→ **Extract to read**
+++++
The New York Times reports, under the headline “With Breakdown of Order in Russia’s Dagestan Region, Fear Stalks Police”:

At a certain point last summer, when snipers on rooftops began picking off police officers, Col. Mukhtar Mukhtarov’s wife blocked the door with her body and refused to let him leave home in his uniform.

For 25 years, it had been one of the great joys of Colonel Mukhtarov’s life to walk the streets in his red-striped police cap. But by last summer all that had been turned so thoroughly on its head that he quietly went back to his bedroom to change into civilian clothes.

His son Gassan, a 20-year-old beat officer, has known the job only this way, thick with fear. He changes in his car outside the station house. Aware that militants often follow police officers for days before killing them — his neck sometimes prickling with the sense of being watched — Gassan Mukhtarov swaps license plates with friends to make himself harder to track. He is still not safe. He knows that.
+++++
→ **Stored data**
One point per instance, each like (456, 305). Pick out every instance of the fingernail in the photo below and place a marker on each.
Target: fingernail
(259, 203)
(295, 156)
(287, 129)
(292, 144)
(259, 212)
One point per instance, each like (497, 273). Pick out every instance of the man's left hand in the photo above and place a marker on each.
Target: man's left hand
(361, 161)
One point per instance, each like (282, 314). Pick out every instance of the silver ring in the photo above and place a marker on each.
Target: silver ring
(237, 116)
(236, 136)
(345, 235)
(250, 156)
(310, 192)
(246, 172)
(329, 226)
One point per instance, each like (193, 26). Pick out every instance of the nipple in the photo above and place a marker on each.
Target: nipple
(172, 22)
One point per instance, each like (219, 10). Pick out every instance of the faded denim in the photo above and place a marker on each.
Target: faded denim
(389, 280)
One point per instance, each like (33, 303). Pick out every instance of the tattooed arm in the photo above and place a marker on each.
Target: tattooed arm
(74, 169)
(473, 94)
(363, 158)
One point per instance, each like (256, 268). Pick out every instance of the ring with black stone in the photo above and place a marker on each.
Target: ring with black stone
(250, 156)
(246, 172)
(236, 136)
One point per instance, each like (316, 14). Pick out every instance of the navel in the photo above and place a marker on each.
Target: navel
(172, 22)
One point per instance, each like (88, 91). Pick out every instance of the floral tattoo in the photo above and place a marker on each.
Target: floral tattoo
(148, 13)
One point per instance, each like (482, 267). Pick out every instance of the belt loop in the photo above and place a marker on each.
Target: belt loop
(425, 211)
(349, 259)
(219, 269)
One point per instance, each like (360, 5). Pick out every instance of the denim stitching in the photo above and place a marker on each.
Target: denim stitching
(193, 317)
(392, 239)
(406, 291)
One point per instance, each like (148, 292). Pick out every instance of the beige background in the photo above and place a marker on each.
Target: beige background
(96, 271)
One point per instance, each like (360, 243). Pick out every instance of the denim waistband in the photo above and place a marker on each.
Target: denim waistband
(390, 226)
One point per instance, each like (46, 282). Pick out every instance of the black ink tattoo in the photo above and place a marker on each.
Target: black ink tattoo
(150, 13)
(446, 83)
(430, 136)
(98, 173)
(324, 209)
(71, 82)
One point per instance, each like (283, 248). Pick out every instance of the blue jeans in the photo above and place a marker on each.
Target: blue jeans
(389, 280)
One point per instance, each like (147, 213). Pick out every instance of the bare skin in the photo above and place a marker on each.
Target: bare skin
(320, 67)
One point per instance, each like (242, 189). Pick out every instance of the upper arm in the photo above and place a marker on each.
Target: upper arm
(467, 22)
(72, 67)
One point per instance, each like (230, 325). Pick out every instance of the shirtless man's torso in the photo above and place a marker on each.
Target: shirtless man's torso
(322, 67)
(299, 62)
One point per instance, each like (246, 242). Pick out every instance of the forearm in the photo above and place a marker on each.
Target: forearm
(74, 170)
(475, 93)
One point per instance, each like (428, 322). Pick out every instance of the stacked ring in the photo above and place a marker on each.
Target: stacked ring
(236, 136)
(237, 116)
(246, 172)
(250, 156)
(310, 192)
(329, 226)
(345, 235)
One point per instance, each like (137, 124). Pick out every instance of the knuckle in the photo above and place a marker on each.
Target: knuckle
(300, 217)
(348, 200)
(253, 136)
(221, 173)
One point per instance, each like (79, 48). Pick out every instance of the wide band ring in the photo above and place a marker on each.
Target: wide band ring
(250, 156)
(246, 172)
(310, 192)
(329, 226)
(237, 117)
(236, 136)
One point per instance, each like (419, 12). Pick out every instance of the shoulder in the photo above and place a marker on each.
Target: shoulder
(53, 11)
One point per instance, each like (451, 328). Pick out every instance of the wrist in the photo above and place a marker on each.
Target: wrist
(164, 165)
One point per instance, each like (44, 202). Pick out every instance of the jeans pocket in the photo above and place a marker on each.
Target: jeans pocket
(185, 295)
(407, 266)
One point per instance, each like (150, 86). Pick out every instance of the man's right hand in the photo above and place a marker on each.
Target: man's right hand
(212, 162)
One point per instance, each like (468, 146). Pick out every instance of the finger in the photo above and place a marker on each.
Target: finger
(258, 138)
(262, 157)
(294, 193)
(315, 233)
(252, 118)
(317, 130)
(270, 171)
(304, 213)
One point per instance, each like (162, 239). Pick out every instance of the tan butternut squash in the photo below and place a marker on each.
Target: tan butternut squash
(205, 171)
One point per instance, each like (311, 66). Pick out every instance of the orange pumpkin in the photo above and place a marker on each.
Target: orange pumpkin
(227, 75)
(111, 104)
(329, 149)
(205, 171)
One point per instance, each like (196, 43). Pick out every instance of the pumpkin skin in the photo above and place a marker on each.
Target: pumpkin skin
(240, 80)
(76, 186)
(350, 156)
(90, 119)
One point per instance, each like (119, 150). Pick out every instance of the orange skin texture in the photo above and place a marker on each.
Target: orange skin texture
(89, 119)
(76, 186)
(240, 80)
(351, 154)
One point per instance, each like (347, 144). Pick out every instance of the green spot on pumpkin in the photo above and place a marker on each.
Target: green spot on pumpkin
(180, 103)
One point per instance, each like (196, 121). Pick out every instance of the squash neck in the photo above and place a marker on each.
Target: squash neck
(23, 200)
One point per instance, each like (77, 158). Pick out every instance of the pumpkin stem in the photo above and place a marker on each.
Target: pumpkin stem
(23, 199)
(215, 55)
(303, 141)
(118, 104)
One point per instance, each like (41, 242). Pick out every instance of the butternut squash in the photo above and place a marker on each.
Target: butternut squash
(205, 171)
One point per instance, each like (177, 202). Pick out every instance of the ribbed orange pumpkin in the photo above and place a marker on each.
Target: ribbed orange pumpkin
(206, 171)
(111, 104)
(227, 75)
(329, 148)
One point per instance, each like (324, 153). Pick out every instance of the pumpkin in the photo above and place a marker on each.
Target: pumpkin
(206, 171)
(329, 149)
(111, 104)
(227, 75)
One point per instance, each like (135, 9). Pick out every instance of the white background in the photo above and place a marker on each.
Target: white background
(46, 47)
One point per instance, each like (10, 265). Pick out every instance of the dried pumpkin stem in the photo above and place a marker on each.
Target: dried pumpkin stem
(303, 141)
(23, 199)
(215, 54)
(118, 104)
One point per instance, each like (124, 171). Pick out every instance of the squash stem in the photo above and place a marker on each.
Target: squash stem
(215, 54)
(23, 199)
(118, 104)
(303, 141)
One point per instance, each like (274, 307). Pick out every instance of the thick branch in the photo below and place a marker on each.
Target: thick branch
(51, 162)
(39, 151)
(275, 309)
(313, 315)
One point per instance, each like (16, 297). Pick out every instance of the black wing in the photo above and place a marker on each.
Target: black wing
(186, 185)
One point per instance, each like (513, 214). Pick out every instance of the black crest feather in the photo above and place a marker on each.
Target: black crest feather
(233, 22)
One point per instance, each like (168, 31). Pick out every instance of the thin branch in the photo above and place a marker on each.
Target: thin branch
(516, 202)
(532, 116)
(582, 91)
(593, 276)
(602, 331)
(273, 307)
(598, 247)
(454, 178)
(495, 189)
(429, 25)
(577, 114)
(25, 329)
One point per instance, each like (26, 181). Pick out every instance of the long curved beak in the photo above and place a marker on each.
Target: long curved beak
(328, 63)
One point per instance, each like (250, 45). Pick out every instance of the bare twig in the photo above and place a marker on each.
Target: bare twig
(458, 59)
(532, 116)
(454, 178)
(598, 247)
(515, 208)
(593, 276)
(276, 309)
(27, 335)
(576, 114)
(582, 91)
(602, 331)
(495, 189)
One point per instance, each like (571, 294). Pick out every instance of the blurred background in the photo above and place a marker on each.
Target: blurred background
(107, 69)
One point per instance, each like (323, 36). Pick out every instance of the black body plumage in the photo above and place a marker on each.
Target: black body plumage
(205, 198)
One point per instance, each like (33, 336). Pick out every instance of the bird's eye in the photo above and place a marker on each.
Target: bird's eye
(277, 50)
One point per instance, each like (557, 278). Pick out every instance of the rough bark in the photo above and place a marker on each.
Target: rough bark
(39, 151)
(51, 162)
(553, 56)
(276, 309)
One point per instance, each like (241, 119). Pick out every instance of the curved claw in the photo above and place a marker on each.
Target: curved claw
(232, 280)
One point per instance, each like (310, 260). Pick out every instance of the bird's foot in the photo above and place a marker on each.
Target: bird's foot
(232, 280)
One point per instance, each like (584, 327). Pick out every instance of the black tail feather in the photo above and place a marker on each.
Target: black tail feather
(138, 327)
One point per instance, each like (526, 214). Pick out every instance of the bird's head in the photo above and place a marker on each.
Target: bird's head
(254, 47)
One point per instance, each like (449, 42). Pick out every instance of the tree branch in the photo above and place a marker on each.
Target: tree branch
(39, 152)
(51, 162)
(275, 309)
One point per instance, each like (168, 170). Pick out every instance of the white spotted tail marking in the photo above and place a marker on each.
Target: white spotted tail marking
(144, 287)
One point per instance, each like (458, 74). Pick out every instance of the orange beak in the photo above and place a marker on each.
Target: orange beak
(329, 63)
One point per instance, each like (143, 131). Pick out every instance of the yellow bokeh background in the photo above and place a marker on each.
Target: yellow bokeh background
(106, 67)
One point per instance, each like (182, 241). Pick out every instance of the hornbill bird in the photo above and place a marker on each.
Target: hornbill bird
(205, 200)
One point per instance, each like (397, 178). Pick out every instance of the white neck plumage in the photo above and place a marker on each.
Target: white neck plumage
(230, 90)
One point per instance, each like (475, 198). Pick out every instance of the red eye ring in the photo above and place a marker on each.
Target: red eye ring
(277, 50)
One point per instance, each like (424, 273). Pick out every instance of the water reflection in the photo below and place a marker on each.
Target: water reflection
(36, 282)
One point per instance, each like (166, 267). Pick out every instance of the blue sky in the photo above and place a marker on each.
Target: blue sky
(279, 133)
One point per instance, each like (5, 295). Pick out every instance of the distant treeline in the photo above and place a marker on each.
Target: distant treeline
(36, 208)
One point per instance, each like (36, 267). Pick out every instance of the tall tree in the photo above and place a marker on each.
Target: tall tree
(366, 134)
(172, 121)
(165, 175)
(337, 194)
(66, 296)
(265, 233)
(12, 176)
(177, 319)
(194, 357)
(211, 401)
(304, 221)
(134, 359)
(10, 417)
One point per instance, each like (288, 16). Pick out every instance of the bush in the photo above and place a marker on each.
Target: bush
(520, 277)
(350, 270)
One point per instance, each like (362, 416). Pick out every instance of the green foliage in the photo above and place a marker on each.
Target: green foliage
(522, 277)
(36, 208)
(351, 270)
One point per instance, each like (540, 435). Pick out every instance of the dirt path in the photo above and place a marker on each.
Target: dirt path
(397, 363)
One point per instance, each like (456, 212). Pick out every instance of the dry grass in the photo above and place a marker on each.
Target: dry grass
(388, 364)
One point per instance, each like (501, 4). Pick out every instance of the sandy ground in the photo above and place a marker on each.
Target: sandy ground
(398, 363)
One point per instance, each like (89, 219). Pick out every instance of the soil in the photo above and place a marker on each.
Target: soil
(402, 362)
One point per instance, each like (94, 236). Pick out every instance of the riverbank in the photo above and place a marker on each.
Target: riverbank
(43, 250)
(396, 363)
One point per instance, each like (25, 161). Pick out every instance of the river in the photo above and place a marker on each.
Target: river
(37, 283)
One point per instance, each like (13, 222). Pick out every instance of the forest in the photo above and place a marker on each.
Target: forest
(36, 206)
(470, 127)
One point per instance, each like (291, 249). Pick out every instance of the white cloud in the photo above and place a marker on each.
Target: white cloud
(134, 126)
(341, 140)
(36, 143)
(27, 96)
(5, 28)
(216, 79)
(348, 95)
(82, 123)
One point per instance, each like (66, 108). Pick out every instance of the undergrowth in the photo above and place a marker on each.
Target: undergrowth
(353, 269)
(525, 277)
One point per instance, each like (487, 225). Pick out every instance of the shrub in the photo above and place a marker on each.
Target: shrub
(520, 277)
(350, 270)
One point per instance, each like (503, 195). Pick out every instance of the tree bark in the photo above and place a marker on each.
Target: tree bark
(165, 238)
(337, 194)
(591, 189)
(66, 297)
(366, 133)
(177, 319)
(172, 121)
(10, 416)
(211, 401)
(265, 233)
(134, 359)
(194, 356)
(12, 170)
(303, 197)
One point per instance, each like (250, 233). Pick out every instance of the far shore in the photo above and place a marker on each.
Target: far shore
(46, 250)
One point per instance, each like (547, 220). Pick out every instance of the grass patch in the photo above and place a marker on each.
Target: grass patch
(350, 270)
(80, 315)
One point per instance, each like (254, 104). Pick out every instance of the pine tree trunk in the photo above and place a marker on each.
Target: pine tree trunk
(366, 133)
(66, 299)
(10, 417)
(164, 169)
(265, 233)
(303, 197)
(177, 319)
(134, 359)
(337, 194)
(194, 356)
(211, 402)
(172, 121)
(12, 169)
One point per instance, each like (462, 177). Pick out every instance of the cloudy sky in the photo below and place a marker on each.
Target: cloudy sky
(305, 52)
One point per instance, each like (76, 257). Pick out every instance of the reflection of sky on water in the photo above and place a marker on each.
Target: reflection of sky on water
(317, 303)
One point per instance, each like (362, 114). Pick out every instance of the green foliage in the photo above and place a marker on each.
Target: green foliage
+++++
→ **Complete the following**
1 – Reproduce the passage from the Dagestan police article from "At a certain" up to and including "He knows that.".
2 – Using the Dagestan police article, explain in one to three sentences why Gassan Mukhtarov swaps license plates with friends.
3 – Write what comes next in the Dagestan police article, beginning after its last sentence.

→ **Task-by-task outputs**
1 –
At a certain point last summer, when snipers on rooftops began picking off police officers, Col. Mukhtar Mukhtarov’s wife blocked the door with her body and refused to let him leave home in his uniform.

For 25 years, it had been one of the great joys of Colonel Mukhtarov’s life to walk the streets in his red-striped police cap. But by last summer all that had been turned so thoroughly on its head that he quietly went back to his bedroom to change into civilian clothes.

His son Gassan, a 20-year-old beat officer, has known the job only this way, thick with fear. He changes in his car outside the station house. Aware that militants often follow police officers for days before killing them — his neck sometimes prickling with the sense of being watched — Gassan Mukhtarov swaps license plates with friends to make himself harder to track. He is still not safe. He knows that.

2 – He knows that militants often follow police officers for days before killing them. Swapping license plates makes him harder to track.

3 –
“They’ve known who I was from the first day,” he said.

It is all a measure of how thoroughly order has broken down in the Russian region of Dagestan, in the North Caucasus. Fifty-eight police officers were killed in attacks here last year, according to the republic’s Interior Ministry, many of them while running errands or standing at their posts. Last month alone, according to press reports, 13 officers were killed in bombings and gangland-style shootings.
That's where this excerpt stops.